━━━━━ TEXTAUSZUG ━━━━━
Obwohl ich gar nicht darauf stehe und in kürzester Zeit genervt von so etwas bin, würde ich manchmal einfach gerne hören, dass er froh ist mich zu haben oder Ähnliches. Ja er zeigt es mir durch die Blume – aber irgendwie bin ich gerade dieser Typ, der ist mit der Zaunlatte braucht. Wir waren uns unserer Anziehung und Gefühlen schon sehr früh bewusst und haben uns nicht wenige Komplimente gemacht. Völlig normal, dass man das in einer Beziehung nicht ständig so macht. Klar gibt man sich Komplimente zum Aussehen oder Ähnlichem aber halt einfach nicht in dieser Intensität. Die ersten zwei Tage, in denen wir nur geschrieben haben, haben wir uns (überspitzt) alle 30 Sekunden sagt, dass wir uns lieb haben. Jetzt ist es wie eine Sucht, es zu hören.

Umso mehr ich schreibe, umso offensichtlicher wird mir eigentlich, dass viele meiner Probleme nur ich und etwas Zeit lösen kann. Tom tut sein bestmögliches, aber er weiß natürlich gar nix von meinem Struggle – den behalte ich natürlich für mich, er soll ja nicht denken, dass ich eine Klette bin oder ihm nicht traue.
Ich vertraue ihm voll, vermisse ihn schrecklich und blicke hoffnungsvoll in unsere Zukunft. Und doch habe ich Angst – nicht davor, wie es sein wird, sondern ob es sein wird. Ich möchte all die ersten Male mit ihm erleben und zeitgleich alle diese ersten Male überspringen und sehen, wo wir in zwei Jahren stehen oder auch sechs Monaten oder drei Wochen.
━━━━━
> [DIE AUFGABE]:
Erkläre in ein bis drei Sätzen, warum die schreibende Person laut Textauszug Tom nichts von ihrem Struggle erzählt. Die Liste spielt hierfür keine Rolle.
━━━━━ BEREITGESTELLTE ANGABEN ━━━━━
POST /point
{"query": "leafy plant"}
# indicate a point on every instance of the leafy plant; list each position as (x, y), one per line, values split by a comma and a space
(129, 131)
━━━━━
> [DIE LÖSUNG]:
Die schreibende Person behält ihren Struggle für sich, weil Tom nicht denken soll, dass sie eine Klette ist. Er soll auch nicht glauben, dass sie ihm nicht traut.